Tributary strategy or tragedy?

The newly released Tributary Strategy Plans are designed to reduce the input of “actionable” nutrients nitrate and phosphate, and sediment, of Virginia rivers to the Bay.

I eagerly logged on to see if this round of verbiage was likely to actually accomplish something. I should have known better. The goals are great, and have not substantively changed for several decades.

The Chesapeake Bay Foundation is correct in dubbing this effort a “Tributary Tragedy.” The bottom line to the strategy is, after all the words, “money, stupid.” Where do we get the money? In at least two instances, the answer has been obvious for decades—government funding is not necessary to make a big difference in the Bay:

1. The money to upgrade municipal sewage treatment plants so that the plants remove a great deal of the nitrogen and phosphorous from the wastewater stream should come from the flushers. Adding tertiary (nutrient removal) technology to existing sewage treatment plants would approximately double a person’s wastewater bill, amounting to the cost of about a bag of junk food each week. Considering the obesity problem in our society, better wastewater treatment seems like a more desirable expenditure of a municipal citizen’s income.

> **Stored items**:
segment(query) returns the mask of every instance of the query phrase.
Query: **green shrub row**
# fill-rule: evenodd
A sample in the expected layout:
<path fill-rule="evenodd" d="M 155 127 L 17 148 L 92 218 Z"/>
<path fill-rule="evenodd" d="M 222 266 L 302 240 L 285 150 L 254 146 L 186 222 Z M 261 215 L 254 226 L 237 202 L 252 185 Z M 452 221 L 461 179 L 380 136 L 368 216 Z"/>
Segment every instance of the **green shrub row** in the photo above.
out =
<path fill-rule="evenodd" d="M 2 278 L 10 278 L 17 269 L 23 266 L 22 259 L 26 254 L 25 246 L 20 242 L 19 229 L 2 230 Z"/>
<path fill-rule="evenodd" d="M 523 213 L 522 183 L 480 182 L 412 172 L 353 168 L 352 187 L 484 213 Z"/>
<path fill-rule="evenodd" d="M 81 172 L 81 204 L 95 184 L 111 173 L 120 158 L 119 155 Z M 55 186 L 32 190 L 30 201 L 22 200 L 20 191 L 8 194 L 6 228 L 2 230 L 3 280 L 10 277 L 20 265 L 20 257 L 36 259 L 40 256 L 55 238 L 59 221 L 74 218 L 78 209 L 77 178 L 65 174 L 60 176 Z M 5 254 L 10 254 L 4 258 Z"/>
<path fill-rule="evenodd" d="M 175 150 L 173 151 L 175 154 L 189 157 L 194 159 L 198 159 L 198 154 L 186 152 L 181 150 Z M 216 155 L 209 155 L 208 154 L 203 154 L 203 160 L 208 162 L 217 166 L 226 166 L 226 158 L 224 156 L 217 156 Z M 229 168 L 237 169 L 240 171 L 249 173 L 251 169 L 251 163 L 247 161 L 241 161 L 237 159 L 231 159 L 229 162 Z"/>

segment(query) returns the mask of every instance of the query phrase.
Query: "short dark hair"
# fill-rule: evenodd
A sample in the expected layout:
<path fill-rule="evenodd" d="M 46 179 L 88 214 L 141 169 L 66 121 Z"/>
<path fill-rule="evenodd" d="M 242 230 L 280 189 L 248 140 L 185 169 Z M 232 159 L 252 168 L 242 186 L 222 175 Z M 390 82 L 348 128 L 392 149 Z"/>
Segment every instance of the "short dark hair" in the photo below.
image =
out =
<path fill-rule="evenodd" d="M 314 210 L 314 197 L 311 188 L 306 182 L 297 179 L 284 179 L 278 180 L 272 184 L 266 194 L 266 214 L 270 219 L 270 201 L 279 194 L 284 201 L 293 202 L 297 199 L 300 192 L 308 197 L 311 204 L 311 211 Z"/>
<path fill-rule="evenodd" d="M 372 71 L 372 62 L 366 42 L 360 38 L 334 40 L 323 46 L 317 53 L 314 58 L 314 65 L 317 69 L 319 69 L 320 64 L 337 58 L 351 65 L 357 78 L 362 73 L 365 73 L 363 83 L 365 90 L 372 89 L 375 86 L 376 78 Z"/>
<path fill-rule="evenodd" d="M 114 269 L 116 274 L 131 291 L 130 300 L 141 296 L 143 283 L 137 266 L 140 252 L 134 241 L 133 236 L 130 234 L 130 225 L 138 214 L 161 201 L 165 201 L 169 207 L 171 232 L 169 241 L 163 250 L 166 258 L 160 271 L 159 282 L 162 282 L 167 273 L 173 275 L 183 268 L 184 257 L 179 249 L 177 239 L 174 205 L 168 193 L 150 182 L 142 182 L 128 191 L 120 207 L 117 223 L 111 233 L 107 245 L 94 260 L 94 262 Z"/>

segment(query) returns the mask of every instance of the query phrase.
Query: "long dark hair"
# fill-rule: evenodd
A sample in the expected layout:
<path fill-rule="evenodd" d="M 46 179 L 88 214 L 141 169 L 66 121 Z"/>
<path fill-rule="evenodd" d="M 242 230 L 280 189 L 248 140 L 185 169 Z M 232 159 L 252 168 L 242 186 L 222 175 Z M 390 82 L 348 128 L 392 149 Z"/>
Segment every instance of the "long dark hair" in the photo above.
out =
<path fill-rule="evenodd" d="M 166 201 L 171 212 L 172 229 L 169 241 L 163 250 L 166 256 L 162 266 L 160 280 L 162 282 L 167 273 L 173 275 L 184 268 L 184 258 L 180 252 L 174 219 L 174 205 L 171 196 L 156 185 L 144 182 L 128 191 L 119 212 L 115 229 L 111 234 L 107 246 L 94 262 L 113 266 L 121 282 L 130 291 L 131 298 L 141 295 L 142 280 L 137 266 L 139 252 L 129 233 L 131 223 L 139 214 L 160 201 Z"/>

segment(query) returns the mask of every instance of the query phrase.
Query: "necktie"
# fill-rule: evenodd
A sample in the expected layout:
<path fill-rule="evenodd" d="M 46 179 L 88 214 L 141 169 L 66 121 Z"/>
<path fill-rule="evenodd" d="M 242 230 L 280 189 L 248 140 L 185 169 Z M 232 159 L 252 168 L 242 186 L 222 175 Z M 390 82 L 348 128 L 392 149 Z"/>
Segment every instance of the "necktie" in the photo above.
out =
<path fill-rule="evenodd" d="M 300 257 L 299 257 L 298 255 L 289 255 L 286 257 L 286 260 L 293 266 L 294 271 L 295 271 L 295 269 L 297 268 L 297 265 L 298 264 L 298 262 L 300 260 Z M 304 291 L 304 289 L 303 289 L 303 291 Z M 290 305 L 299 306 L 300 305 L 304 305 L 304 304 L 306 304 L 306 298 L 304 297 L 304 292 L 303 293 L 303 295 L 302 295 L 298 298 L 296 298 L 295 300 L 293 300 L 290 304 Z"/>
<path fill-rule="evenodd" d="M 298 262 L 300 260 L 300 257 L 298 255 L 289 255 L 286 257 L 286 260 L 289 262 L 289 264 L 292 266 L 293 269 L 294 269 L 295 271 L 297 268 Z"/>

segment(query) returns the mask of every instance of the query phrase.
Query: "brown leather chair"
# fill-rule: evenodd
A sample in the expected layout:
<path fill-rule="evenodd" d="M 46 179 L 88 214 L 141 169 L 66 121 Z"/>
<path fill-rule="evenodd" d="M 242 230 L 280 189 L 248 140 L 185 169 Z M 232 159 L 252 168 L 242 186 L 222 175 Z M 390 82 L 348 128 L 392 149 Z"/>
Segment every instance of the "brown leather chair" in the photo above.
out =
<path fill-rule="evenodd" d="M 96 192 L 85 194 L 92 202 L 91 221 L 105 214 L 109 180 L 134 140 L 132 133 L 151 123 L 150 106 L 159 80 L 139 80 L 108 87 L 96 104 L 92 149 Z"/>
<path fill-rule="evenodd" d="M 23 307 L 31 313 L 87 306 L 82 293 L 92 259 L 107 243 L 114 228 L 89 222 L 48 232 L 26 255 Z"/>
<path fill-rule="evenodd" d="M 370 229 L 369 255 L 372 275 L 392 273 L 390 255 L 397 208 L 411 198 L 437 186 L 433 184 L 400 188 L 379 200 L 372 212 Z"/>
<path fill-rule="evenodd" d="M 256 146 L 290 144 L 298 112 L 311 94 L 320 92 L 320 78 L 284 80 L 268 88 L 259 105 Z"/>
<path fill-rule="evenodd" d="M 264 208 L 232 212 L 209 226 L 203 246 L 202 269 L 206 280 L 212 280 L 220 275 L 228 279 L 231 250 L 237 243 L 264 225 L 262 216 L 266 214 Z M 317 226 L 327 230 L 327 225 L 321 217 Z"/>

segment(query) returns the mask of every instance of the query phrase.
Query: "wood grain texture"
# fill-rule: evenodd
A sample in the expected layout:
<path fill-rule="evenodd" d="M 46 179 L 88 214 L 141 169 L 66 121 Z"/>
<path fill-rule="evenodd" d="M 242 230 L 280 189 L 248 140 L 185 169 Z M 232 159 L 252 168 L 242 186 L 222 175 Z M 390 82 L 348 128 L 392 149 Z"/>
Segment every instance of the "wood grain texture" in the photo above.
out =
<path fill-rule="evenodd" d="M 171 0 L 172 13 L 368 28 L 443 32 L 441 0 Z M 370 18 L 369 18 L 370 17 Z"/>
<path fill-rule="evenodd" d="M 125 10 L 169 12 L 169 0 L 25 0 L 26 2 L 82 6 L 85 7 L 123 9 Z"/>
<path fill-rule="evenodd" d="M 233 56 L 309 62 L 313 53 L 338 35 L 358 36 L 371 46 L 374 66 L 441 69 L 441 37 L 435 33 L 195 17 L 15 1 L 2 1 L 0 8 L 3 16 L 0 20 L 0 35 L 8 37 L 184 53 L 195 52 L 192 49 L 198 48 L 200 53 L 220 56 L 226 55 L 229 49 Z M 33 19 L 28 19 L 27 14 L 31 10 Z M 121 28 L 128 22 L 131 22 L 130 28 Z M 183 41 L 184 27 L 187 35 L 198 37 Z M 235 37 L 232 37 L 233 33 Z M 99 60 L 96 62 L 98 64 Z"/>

> **Instructions**:
a) In the Tributary Strategy commentary, why does the author judge that paying for tertiary treatment at sewage plants is a better use of a household's money? Answer in one to three sentences.
b) Write the next part of the Tributary Strategy commentary, beginning after its final sentence.
The listing has no connection to the Tributary Strategy commentary.

> **Answers**:
a) Adding nutrient removal would roughly double a person's wastewater bill, which comes to about the cost of a bag of junk food each week. Given the obesity problem in society, the author sees better wastewater treatment as the more desirable expenditure.

b)
2. Nutrient management plans for nitrogen and phosphorous save farmers money in the long run, or so I have been told repeatedly. If this is true, why is public cost involved, and why hasn’t nutrient management been mandated for all agricultural land?

How will the money (what money?) be allocated? The following table, from the Eastern Shore strategy, is instructive:

Why is most of the money allocated to combat urban and “mixed open” sources of pollution, which account for only 11 percent of all pollution? Why is almost as much money earmarked to combat pollution from septic systems (2 percent of the problem) as is earmarked to combat the largest source of pollution (70 percent), namely agriculture?

If 70 percent of the money was spent on 100-foot buffer strips between agricultural land and waterways, the new buffer strips, along with mandated nutrient management plans, would make a difference in the Bay.

Dr. Lynton S. Land
Ophelia, VA

Don’t discount waste from septics

Biologist Jim Cummins pleads for the septic tank in his May commentary, “Think septics are always bad? Then you don’t know sewage,” and where there’s a lot of land, he makes some good points.

But septic systems don’t do a very good job of removing nitrogen without the mechanical system upgrades he mentions. There are very few of these better-designed systems around the Chesapeake today, and they require unpopular maintenance and inspections.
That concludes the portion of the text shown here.